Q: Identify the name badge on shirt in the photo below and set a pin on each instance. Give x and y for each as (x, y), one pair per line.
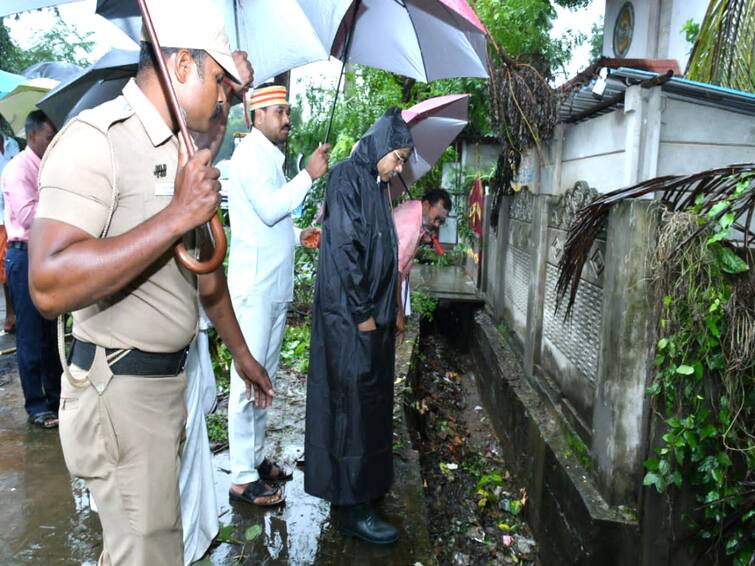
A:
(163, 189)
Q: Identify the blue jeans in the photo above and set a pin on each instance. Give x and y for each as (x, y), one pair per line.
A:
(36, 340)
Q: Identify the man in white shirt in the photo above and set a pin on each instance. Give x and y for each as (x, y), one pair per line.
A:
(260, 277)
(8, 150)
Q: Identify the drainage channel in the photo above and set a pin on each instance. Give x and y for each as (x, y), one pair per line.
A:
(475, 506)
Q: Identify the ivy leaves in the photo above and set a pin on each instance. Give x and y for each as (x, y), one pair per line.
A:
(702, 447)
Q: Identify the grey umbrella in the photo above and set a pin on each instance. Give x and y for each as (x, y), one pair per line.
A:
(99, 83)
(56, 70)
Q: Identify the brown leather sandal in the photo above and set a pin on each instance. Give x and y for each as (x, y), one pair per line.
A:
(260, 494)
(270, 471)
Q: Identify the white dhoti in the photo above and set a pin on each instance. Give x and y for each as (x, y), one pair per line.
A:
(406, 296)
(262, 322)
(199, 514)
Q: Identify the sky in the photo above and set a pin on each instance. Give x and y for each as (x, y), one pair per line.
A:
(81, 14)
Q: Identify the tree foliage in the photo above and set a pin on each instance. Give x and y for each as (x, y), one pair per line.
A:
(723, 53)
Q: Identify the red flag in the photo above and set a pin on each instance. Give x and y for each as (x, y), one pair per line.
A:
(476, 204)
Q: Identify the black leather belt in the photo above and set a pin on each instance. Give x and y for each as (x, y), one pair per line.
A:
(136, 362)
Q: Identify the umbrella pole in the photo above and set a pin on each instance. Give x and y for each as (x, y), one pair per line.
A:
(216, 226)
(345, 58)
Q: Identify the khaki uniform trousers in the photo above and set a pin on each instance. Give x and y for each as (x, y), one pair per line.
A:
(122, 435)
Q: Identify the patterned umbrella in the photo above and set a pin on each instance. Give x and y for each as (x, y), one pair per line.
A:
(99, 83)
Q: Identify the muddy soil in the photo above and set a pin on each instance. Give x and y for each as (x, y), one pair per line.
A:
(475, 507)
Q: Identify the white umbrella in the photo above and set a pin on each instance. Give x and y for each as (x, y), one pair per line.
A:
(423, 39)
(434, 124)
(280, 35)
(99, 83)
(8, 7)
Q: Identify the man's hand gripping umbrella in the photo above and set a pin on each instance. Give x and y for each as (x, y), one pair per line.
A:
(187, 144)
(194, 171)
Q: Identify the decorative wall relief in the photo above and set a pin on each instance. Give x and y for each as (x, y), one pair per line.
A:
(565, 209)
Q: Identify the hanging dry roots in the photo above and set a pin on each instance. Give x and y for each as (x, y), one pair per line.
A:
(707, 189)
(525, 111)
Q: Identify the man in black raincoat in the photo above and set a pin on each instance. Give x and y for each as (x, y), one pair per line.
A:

> **PROMPT**
The answer is the lines above between the line holding "Q: Identify the brown" and the line holding "Q: Identify the umbrella", inclusive, each written out exactly, and no others.

> **RESPONSE TO THIS EXERCISE**
Q: Identify the brown leather sandal in the photo above and set a pin on each instance. Give x and y for each as (x, y), one pair per line.
A:
(260, 494)
(270, 471)
Q: Identify the white dhoti in the photo above and set a pin on each instance. Give x and y for each as (x, y), one pair per line.
A:
(406, 296)
(262, 322)
(199, 514)
Q: Identify the sky in the photo above and set a pin on each instance. Give x and y for each as (x, y), one pair per line.
A:
(81, 14)
Q: Identify the tree foliage in the photo above and set a pin on each instance. Give x and y for each as (x, y), one pair per line.
A:
(723, 53)
Q: Identify the red flag in the photo above and set a pin on each instance. Give x and y for each as (x, y), one pair per line.
A:
(476, 204)
Q: Identify the black leather belt in the photo above and set a pin on each instance. Give x and y for each as (x, y), one pair per line.
A:
(136, 362)
Q: Identify the umbrella pole in the photo above and set a pin on each instance. Give x and y for each as (x, y), one pair per line.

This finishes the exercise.